-- Extract provided --
┏━━

Thursday, March 9, 2017

"Kristin Lavransdatter" vs. "Better Call Saul"

I'm looking forward to lots of things in April.  Holy Week.  Easter.  Time with family.  Spring.  The third season of Better Call Saul

Better Call Saul is a wonderful show that I've really come to love.  It is the prequel to the wildly successful and very poignant Breaking Bad series.  
The series has awesome cinematography, acting, story, etc.  The gist of the show is exploring the interaction of two brothers.  Chuck is the eldest son.  Chuck is the cold and overachieving perfectionist, but we learn that he got that way partly because his mother loved his younger brother better.

Jimmy is the younger brother.  He's the life of the party, cuts corners, and has too much fun.  The show makes the case that he kind of got that way trying to win his cold brother's affection.


In essence, both are kind of messed up because of their "family dynamics", which is certainly a term that is more commonplace today thanks to the rise in pop-psychology.  More people are aware of the fact that our family relationships, notably to each of our parents and each of our siblings, has great effect on us.

It has certainly become en vogue these days to say something along the lines of "my family messed me up" and to believe that this understanding of family relationships is something we just stumbled across in the late 1960's.

*****

I just finished this week an amazing Catholic novel Kristin Lavransdatter by Sigrid Undset.  I stumbled across the novel and author whilst looking up lists of great Catholic novels when someone had asked for recommendations.   I had never heard of the author, and so I did what any rational human being does, I bought 5 of her books off of Amazon!


Kristin Lavransdatter is Undset's most acclaimed work, having garnered a Nobel Prize for literature in 1928.  Undset was a Norwegian living at the beginning of the 20th century, and she converted to Catholicism despite great societal and family protest.  She was received into the Church in 1924.

Permeating throughout Kristin Lavransdatter is an intense awareness of family dynamics as well - an almost constant recognition throughout the entire life of the heroine that her mother liked her sister better, that her father liked Kristin better, when Kristin becomes a mother, she likes some of her sons better at stages throughout her motherhood.  She also recognizes that her husband likes some of his sons better than others. And on and on.

┗━━

-- Information supplied --
┏━━

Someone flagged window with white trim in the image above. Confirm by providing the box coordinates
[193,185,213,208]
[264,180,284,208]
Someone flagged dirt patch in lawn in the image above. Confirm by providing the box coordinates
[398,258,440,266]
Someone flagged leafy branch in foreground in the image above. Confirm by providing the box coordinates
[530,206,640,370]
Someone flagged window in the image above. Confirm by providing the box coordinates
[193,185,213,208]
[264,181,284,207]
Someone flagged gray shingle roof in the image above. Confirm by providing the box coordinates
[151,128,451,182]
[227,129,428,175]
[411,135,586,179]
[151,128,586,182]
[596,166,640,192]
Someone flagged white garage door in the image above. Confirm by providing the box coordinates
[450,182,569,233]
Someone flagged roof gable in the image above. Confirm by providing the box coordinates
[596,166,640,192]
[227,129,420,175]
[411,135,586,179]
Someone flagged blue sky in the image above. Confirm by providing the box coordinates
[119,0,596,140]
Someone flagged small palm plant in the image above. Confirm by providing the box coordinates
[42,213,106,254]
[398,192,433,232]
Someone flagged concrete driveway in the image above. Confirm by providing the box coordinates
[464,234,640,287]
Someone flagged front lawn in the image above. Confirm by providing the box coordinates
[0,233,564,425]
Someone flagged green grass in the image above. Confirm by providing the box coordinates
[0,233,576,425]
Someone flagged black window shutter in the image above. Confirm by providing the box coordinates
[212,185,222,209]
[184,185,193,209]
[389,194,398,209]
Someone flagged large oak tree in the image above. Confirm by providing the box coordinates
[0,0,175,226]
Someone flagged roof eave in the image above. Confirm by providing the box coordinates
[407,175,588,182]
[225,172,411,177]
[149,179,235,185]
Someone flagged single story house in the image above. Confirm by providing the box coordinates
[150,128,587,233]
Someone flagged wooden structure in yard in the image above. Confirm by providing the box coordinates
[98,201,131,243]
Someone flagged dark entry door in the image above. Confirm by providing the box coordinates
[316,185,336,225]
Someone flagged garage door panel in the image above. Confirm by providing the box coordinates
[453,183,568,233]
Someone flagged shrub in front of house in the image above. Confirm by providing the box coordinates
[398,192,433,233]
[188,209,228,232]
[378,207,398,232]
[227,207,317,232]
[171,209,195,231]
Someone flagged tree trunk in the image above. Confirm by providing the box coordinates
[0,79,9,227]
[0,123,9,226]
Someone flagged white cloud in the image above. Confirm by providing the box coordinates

┗━━

-- Written problem 1 --
According to the blog post, in what year was Sigrid Undset received into the Church?
-- Written problem 2 --
Decide whether each statement agrees with the blog post, answering yes or no and quoting the words of the post that settle it: (a) Chuck is the younger of the two brothers in Better Call Saul. (b) Kristin Lavransdatter won a Nobel Prize for literature in 1928. (c) The writer bought three of Undset's books.
-- Written problem 3 --
Reproduce everything in the blog post from "Better Call Saul is" down to "Breaking Bad series.".

-- Task output 1 --
1924

-- Task output 2 --
(a) No: "Jimmy is the younger brother."
(b) Yes: "having garnered a Nobel Prize for literature in 1928"
(c) No: "I bought 5 of her books off of Amazon!"

-- Task output 3 --
Better Call Saul is a wonderful show that I've really come to love.  It is the prequel to the wildly successful and very poignant Breaking Bad series.